[START OF SOURCE EXCERPT]

A while back I was working on designing a hybrid amp with a tube preamp and SS power amp. I'm finally getting around to finding components for it, and it is my understanding that the TDA2050 is no longer commercially available. I guess my first question is is there In fact no more legitimate source for this part? If not, does anyone know where I could get (preferably) a kit for a power amp IC? My circuit has one 35VDC rail, and I've only been able to find kits for dual-supply operation. I just want it to make a small signal bigger, so I'm not too picky; any run-of-the-mill, standard, boring IC will do just fine. Thanks for any suggestions!

Bakeacake08

Also, this is more of a SS question and I didn't realize I was in the hybrid section. Feel free to move it if needed.

tonyharker

The LM1875 can be used instead of the TDA, and there is a single supply circuit in the Datasheet for it.

Enzo

Five legs may be easier to deal with than twice as many, but what is wrong with going to the LM3886?

Single supply and split supply are not really much different.  For single supply, we run the IC from V+ to ground, with an artificial reference voltage made by two resistors, to set the inputs.  The output will have a DC offset, so we run it through a capacitor.

How did you generate that +35v supply?  What stops you from using the same AC source to make a parallel -35v supply?

Bakeacake08

35 volts was available locally, so that's where that came from. I'm likely ordering online now, so anything' possible. I went with a single supply because the tube preamp. I couldn't figure out how to do a dual supply that wouldn't leave the tube voltage unreferenced to anything (which intuitively I assume is unstable/dangerous). Is there a way to mix in a tube on a dual supply? If there is, I like the lm3886 kits I've seen. Fairly inexpensive and all the hard parts done. If not, the lm1875 seems easier to veroboard for the single supply.

teemuk

#5
Datasheet example circuit:


It's principally the same idea described by Enzo, but with a little bit of extra twist.

Supply is unipolar, so chip's "V+" terminal is connected to the positive terminal of the DC power supply (V+) and "V-" terminal is connected to the negative terminal of the power supply (GND/COM). The chip - like many other opamps - works in bipolar-supply fashion and therefore needs its DC offset voltage adjusted to about half of the V+-to-V- voltage. This - at least in simplified opamp theory - provides equal "headroom" for the circuit to operate at both negative and positive voltage excursions. (In practice it will not always apply).

If supply is bipolar (e.g. +15VDC/-15VDC) then "ideally correct" DC offset voltage is 0V.

[END OF SOURCE EXCERPT]
[START OF AVAILABLE DATA]

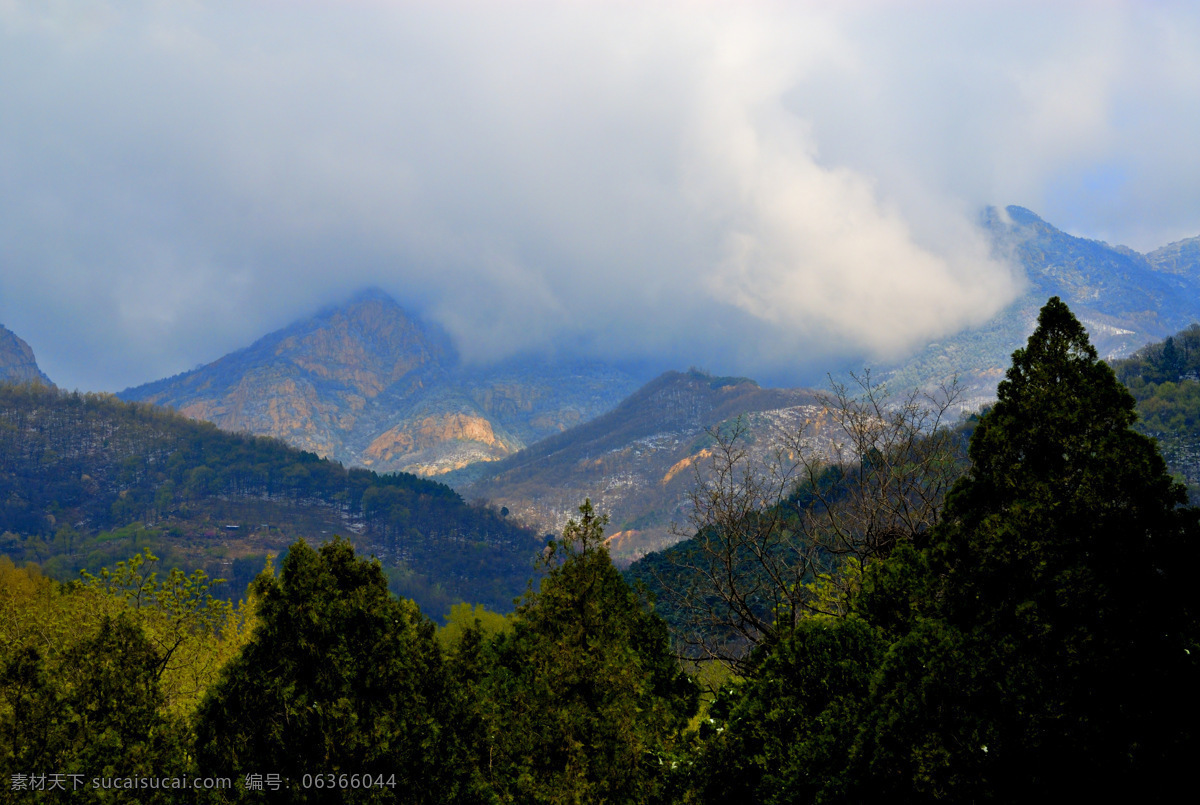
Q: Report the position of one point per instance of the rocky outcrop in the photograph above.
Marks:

[END OF AVAILABLE DATA]

• [EXERCISE TASKS]
1) In the forum thread, which chip is named as usable in place of the TDA?
2) Rewrite the forum thread starting with "35 volts was" and going on through "the single supply.", using "cheap" in place of "inexpensive".

• [ANSWERS FOR THIS EXERCISE]
1) The LM1875.

2)
35 volts was available locally, so that's where that came from. I'm likely ordering online now, so anything' possible. I went with a single supply because the tube preamp. I couldn't figure out how to do a dual supply that wouldn't leave the tube voltage unreferenced to anything (which intuitively I assume is unstable/dangerous). Is there a way to mix in a tube on a dual supply? If there is, I like the lm3886 kits I've seen. Fairly cheap and all the hard parts done. If not, the lm1875 seems easier to veroboard for the single supply.